— Begin Data entries —

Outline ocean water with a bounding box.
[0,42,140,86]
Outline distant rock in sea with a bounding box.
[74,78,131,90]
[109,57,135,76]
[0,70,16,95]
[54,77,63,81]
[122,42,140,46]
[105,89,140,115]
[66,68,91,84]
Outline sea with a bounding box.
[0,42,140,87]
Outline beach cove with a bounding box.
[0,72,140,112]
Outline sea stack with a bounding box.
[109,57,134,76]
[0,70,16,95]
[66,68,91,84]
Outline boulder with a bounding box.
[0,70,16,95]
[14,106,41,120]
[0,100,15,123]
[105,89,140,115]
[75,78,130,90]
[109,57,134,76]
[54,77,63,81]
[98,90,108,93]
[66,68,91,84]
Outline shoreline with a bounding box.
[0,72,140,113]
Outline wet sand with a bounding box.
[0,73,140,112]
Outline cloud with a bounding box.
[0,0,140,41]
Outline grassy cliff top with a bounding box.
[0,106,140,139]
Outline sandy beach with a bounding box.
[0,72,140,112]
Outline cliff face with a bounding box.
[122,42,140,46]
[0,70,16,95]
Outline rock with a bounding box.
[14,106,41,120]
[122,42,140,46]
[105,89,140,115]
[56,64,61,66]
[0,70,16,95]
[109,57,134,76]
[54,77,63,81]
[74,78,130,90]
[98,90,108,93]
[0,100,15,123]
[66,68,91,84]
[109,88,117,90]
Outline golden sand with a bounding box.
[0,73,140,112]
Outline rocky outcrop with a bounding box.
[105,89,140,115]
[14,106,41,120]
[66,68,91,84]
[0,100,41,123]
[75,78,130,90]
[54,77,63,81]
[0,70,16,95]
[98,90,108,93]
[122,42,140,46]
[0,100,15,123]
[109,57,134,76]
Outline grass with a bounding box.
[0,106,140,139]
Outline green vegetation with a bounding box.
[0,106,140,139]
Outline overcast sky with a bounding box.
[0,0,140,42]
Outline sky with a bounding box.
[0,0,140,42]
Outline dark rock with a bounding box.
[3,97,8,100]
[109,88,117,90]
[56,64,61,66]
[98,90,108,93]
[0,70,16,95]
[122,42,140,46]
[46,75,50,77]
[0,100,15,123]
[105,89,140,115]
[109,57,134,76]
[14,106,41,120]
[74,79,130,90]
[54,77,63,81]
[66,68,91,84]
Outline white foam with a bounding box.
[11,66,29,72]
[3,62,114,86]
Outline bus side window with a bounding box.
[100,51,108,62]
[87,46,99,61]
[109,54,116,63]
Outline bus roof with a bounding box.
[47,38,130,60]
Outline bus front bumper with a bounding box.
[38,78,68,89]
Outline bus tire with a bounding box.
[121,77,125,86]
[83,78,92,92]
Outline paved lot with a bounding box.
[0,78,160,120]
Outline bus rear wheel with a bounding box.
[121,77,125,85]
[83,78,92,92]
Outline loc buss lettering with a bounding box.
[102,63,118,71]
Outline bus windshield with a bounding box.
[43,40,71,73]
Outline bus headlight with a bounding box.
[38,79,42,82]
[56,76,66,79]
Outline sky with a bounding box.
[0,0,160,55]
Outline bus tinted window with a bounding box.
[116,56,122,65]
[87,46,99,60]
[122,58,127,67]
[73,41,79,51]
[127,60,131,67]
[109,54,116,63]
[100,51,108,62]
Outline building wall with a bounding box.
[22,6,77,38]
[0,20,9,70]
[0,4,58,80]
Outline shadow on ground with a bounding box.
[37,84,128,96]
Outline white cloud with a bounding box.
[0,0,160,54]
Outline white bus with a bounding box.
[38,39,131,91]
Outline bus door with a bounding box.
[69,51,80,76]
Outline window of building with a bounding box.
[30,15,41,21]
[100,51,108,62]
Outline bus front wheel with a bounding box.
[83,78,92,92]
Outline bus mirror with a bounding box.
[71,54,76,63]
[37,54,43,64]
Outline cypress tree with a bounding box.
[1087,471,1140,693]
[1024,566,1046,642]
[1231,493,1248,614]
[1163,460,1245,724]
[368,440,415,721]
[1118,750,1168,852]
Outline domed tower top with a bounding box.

— End Data entries —

■ **Challenge**
Switch "Outline" to "Mark" throughout the items above and reproduce every line with all else unchanged.

■ **Solved exercise**
Mark ocean water with a bounding box.
[0,42,140,86]
Mark distant rock in sea with a bounding box.
[74,78,131,90]
[109,57,135,76]
[0,70,16,95]
[54,77,63,81]
[122,42,140,46]
[105,89,140,115]
[66,68,91,84]
Mark sea with a bounding box.
[0,42,140,87]
Mark beach cove with a bounding box.
[0,72,140,112]
Mark sea stack with a bounding box.
[109,57,134,76]
[0,70,16,95]
[66,68,91,84]
Mark boulder with a bounding box.
[0,70,16,95]
[14,106,41,120]
[0,100,15,123]
[105,89,140,115]
[75,78,130,90]
[109,57,134,76]
[54,77,63,81]
[98,90,108,93]
[66,68,91,84]
Mark shoreline with a bounding box.
[0,72,140,113]
Mark wet sand with a bounding box.
[0,73,140,112]
Mark cloud with a bounding box.
[0,0,140,41]
Mark grassy cliff top with a bounding box.
[0,106,140,139]
Mark sandy beach with a bounding box.
[0,72,140,112]
Mark cliff face with a bounding box.
[122,42,140,46]
[0,70,16,95]
Mark rock with a bounding box.
[14,106,41,120]
[122,42,140,46]
[105,89,140,115]
[56,64,61,66]
[0,70,16,95]
[109,57,134,76]
[54,77,63,81]
[74,78,130,90]
[98,90,108,93]
[0,100,15,123]
[66,68,91,84]
[109,88,117,90]
Mark golden sand with a bounding box.
[0,73,140,112]
Mark rocky outcrop with a bounding box.
[105,89,140,115]
[14,106,41,120]
[66,68,91,84]
[0,100,41,123]
[75,78,130,90]
[54,77,63,81]
[0,70,16,95]
[98,90,108,93]
[122,42,140,46]
[0,100,15,123]
[109,57,134,76]
Mark grass with a bounding box.
[0,106,140,139]
Mark green vegetation with a bounding box.
[0,106,140,139]
Mark overcast sky with a bounding box.
[0,0,140,42]
Mark sky with a bounding box.
[0,0,140,42]
Mark dark rock with a bounding box.
[3,97,8,100]
[109,88,117,90]
[56,64,61,66]
[98,90,108,93]
[0,70,16,95]
[122,42,140,46]
[46,75,50,77]
[0,100,15,123]
[105,89,140,115]
[109,57,134,76]
[14,106,41,120]
[74,79,130,90]
[54,77,63,81]
[66,68,91,84]
Mark white foam with a bounding box.
[11,66,29,72]
[3,62,114,86]
Mark bus side window with a bounding box.
[100,51,108,62]
[87,46,99,61]
[109,54,116,63]
Mark bus roof with a bounding box.
[47,38,130,60]
Mark bus front bumper with a bounding box.
[38,78,68,89]
Mark bus tire with a bounding box.
[121,77,125,86]
[83,78,92,92]
Mark paved lot with a bounding box.
[0,78,160,120]
Mark bus rear wheel with a bounding box.
[121,77,125,85]
[83,78,92,92]
Mark loc buss lettering with a bounding box.
[102,63,118,71]
Mark bus windshield with a bounding box.
[43,40,71,73]
Mark bus headlight with a bounding box.
[38,79,42,82]
[56,76,66,79]
Mark sky with a bounding box.
[0,0,160,55]
Mark bus tinted window with a bounding box.
[116,56,122,65]
[87,46,99,60]
[122,58,127,67]
[73,41,79,51]
[127,60,131,67]
[109,54,116,63]
[100,51,108,62]
Mark building wall with a bounding box.
[22,6,77,38]
[0,20,9,70]
[0,4,58,80]
Mark shadow on ground with a bounding box.
[37,84,128,96]
Mark white cloud with a bounding box.
[0,0,160,54]
Mark white bus with a bounding box.
[38,39,131,91]
Mark bus door with a bounding box.
[69,51,80,76]
Mark window of building with a bounding box.
[30,15,41,21]
[100,51,108,62]
Mark bus front wheel with a bounding box.
[83,78,92,92]
Mark bus mirror with a bounding box.
[71,54,76,63]
[37,54,43,64]
Mark cypress tree with a bounding box.
[1087,471,1140,693]
[1024,566,1046,642]
[1231,493,1248,614]
[1163,460,1245,724]
[368,440,415,721]
[1118,750,1168,852]
Mark domed tower top with a bounding box.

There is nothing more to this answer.